> WORK TASK:
An exact transcription of all the records is required, minus the images.

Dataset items
=== Begin Enclosure ===

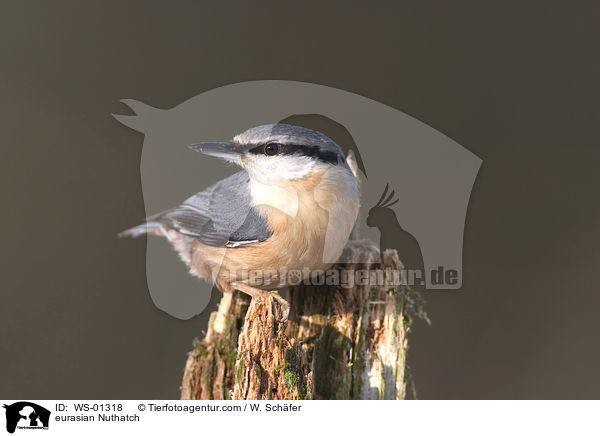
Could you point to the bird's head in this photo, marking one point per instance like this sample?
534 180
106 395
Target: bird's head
276 153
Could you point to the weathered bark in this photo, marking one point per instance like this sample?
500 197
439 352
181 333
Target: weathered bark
339 342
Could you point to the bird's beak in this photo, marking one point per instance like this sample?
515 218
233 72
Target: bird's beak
224 150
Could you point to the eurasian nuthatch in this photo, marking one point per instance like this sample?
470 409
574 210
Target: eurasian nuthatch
291 208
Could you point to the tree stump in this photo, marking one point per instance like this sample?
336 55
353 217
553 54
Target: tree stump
339 342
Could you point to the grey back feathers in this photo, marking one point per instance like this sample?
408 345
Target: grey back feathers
220 216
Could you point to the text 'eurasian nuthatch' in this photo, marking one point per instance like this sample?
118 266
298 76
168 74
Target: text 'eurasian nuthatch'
291 208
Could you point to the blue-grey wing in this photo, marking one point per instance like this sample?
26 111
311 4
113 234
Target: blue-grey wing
220 216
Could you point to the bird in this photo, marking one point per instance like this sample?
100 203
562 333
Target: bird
290 210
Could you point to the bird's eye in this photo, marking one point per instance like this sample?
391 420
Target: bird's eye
272 148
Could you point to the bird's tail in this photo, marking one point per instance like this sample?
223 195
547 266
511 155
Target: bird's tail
149 227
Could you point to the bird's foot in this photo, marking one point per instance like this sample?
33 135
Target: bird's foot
255 292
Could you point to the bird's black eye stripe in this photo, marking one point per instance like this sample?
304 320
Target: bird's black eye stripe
272 148
275 148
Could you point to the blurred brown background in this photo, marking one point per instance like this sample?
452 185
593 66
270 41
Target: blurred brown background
516 83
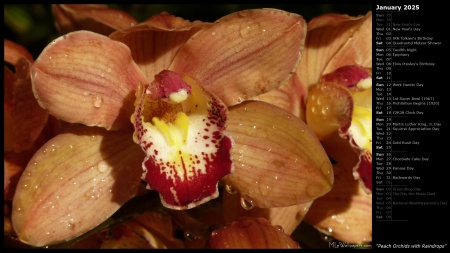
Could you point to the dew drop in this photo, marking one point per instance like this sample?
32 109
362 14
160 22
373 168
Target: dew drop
325 110
97 100
103 166
279 228
326 238
230 189
247 203
33 73
189 236
245 30
319 100
264 189
243 13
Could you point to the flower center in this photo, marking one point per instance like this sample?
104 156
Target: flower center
181 128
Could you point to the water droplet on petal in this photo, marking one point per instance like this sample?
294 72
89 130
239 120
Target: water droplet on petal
326 238
279 228
189 236
230 189
243 13
98 100
103 166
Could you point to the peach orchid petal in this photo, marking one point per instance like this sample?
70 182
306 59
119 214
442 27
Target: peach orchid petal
333 41
24 118
329 108
180 128
278 160
287 218
290 96
251 233
258 47
93 17
87 78
342 102
13 52
73 183
345 212
155 42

=== End Enclosure ===

> COMPLETED TASK:
Could you point to the bird's head in this photo, marking one point per instance like this sample?
534 180
106 395
Target: bird's head
276 153
Could you point to the weathered bark in this photo, marking one point per instance like this sample?
500 197
439 352
181 333
Target: weathered bark
339 342
Could you point to the bird's beak in this photo, marking one point per instance like this sample?
515 218
233 72
Target: bird's beak
224 150
Could you point to the eurasian nuthatch in this photo, marking one point per instance like this sample?
470 409
574 210
Target: eurasian nuthatch
291 208
Could you point to the tree stump in this photo, marking one point per instance like this sample?
336 55
353 217
553 54
Target: tree stump
339 342
Could you point to the grey back feathers in this photo, marking one point per instance like this sample?
408 345
Target: grey back feathers
220 216
Could you point to the text 'eurasian nuthatch' in this photo, marking one point per instance like this sample?
118 266
298 76
168 74
Target: text 'eurasian nuthatch'
291 208
Could you point to the blue-grey wing in this photo, marking one point per instance like this sample?
26 111
311 4
113 234
Target: blue-grey wing
220 216
Could you point to the bird in this photo, marking one point per instance like this sample?
100 203
562 333
Target: bird
290 210
Could you point to the bird's eye in this photo, marking one point per instance like this sample?
391 420
Target: bird's eye
272 148
Could you point to the bird's tail in this photo, marking one point per instance like this sample?
223 195
547 266
511 155
Target: bird's tail
149 227
Could you point to the bird's foot in this photo, marking one point per instance like this sample?
33 135
Target: bird's foot
255 292
Could you point to the bird's black eye stripe in this photo, marking one point per instance like this sample?
304 320
Target: bird's black eye stripe
272 148
275 148
Could you point to the blurred brown background in this photo, marking one point per instance like this sample?
452 185
593 66
270 41
Target: blurred brown background
516 83
Could you point to the dew drop in this photo, marking one point per instance like this sample?
32 109
362 14
160 22
373 168
Target: dew drop
325 110
97 100
103 166
279 228
326 238
230 189
247 203
33 73
189 236
245 30
319 100
264 189
243 13
Could you point to the flower center in this photo, marking one point per instance like this sample?
104 156
Target: flower center
181 128
Could you point to the water droplet on petal in this photo, marking one point per instance like this sample?
294 72
89 130
239 120
Target: water droplet on petal
326 238
279 228
189 236
230 189
243 13
98 100
103 166
Could you point to the peach orchid petal in this photo, marking one point per instance like this sample?
70 182
306 59
119 214
442 27
Target: peach orchid petal
333 41
24 118
329 108
180 128
278 160
287 218
290 96
251 233
258 47
93 17
87 78
342 102
13 52
73 183
345 212
155 42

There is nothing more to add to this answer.